> The exercise: Take the listing and print it in full, exactly as given.
---------- Listed entries ----------
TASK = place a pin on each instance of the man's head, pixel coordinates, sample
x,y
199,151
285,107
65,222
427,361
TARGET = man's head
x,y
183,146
----------
> Written response:
TASK = place a pin on each instance of the man's head, pixel coordinates, sample
x,y
199,151
285,107
65,222
427,361
TARGET = man's head
x,y
183,146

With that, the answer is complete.